Sezione di testo:
********************

Foto di Marc Rickertsen - Pixabay

Chi volesse mettere in pratica la concezione di un teatro popolare da un capo all’altro dell’Europa e volesse ritrovare le ragioni che spinsero Herder, Vico, Goethe, ma anche Pitrè e Salvatore Salomone Marino, a ipotizzare una “Letteratura” europea e una cultura europea popolare, da Amburgo a Siracusa; da Venezia a Francoforte; da Torino a Vienna; altro non avrebbe che rileggere la storia della cultura delle marionette, dei burattini e dei pupi, che gli autori or ora citati hanno via, via ricostruito in relazione a miti, leggende e saghe, a loro volta partecipi della cultura italo/tedesca medievale da Palermo a Monaco fra l’anno mille fino al secondo millennio. Erano infaticabili ricercatori dei valori comuni in aree così lontane, ma non furono soli: anche uno storico positivista di metà secolo, Otto Hartwig di Halle ed una piccola maestrina di Messina, Laura Gonzenbach, siciliana di origine germanica, a metà ‘800 collaborarono nella ricerca delle fonti storiche sulla Sicilia Normanna e Sveva dall’11° secolo al 12° secolo, risalendo alle fonti prima mitiche e poi alle cronologie storiche.

********************

Informazioni fornite:
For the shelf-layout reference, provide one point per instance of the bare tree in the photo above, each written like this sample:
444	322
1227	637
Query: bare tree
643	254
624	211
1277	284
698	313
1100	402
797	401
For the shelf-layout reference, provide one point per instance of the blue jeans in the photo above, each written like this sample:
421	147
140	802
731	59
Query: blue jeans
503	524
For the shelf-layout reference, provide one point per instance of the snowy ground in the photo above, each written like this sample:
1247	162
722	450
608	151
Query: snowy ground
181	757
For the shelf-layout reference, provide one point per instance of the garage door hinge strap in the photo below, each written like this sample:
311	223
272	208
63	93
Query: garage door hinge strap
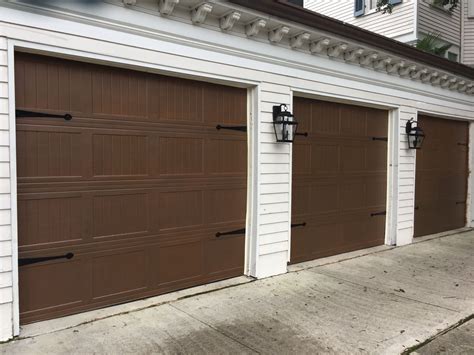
384	213
23	113
232	128
298	225
236	232
29	261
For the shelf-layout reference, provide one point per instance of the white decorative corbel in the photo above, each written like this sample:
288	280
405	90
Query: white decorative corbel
448	82
353	55
369	59
299	40
227	22
382	64
439	79
277	34
395	67
337	50
426	78
167	6
457	84
200	13
253	28
415	75
407	70
320	46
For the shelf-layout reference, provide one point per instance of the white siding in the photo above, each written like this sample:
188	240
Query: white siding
468	35
6	275
432	19
406	182
400	22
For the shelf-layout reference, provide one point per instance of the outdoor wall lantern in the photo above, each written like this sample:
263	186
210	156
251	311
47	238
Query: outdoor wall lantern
284	124
415	135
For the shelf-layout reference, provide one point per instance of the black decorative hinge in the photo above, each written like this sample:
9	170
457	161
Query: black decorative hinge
232	128
383	139
236	232
29	261
383	213
298	225
23	113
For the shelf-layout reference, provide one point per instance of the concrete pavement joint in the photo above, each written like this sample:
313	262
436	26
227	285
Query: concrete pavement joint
386	292
215	329
447	330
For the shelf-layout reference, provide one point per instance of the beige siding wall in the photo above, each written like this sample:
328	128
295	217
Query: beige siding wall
468	35
400	22
432	19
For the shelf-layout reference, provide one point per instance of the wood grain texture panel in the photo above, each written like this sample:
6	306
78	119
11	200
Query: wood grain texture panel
136	185
339	179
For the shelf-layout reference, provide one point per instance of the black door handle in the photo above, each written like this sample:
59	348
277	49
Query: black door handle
29	261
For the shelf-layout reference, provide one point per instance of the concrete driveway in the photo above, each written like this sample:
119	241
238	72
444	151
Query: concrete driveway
384	302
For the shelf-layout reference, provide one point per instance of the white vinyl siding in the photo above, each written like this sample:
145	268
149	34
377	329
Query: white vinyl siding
400	22
468	36
432	19
6	274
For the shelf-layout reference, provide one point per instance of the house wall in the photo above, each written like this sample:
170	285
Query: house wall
6	244
433	19
400	23
468	32
273	74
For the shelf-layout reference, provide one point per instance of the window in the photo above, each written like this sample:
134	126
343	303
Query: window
452	56
362	7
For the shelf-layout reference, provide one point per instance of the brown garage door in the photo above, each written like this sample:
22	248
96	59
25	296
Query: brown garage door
339	179
441	176
136	185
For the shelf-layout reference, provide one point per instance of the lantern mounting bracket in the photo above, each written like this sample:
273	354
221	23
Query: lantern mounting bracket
298	225
232	128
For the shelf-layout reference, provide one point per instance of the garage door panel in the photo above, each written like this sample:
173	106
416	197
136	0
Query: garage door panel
224	255
120	155
347	184
324	198
50	219
230	156
303	159
118	272
327	158
441	176
54	285
177	262
119	213
136	185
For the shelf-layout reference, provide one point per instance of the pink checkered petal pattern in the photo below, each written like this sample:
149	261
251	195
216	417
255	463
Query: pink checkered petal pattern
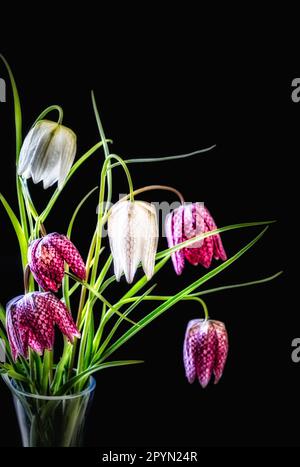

********************

Fornisci il seguito del testo sul teatro delle marionette e dei pupi in Europa, riprendendo subito dopo la sua ultima frase. Le voci riportate sopra non sono necessarie.

Di fatto, però, fu il Teatro delle Marionette a dare pratica vita a tali fonti, a farli divenire così popolari fino alle ricerche più scientifiche, mentre nel contempo tali leggende trasmigravano nei cartelloni dei cantastorie ai crocicchi delle strade di campagne e nelle piazze dei borghi tedeschi e siciliani. Dopo, vi fu una tradizione successiva che non solo fece da ponte fra i papiri medievali e le cantate popolari, ma che riassunse tale letteratura, il terreno su cui germinarono ipotesi di verità che fecero la storia e le cronache, rischiando però di mischiare il vero dal falso. Fu il caso degli eroi popolari, prima briganti e poi personaggi che assunsero un livello di santità laica, dove la differenza fra giustizia e legalità, veniva fagocitata dalle forme di cambiamento sociale invocate per colmare le ineguaglianza secolari, come nel caso di Garibaldi e di Salvatore Giuliano. Tale tradizione – fra quella dei meri amanuensi medievali fino ai cantastorie di strada a metà ‘800 – produsse un nuovo Teatro delle Marionette, nella cui elaborata revisione la tendenza a tramutare un bandito di strada a un eroe popolare, venne spesso corretta e riadattata, riletta e riveduta per secondare gli interessi delle classi popolari, raffinandone la sete di giustizia attraverso un estetica più storicamente attendibile. Quasi un un cinema popolare che spiegava le storiche differenze sociali che la parola scritta non era stata sufficiente a diffondere e a motivare, spesso attardata a difendere le classi governative favorevoli ad un teatro di maniera, sordo alla domanda di rinnovamento sociale che in tale sede stava emergendo.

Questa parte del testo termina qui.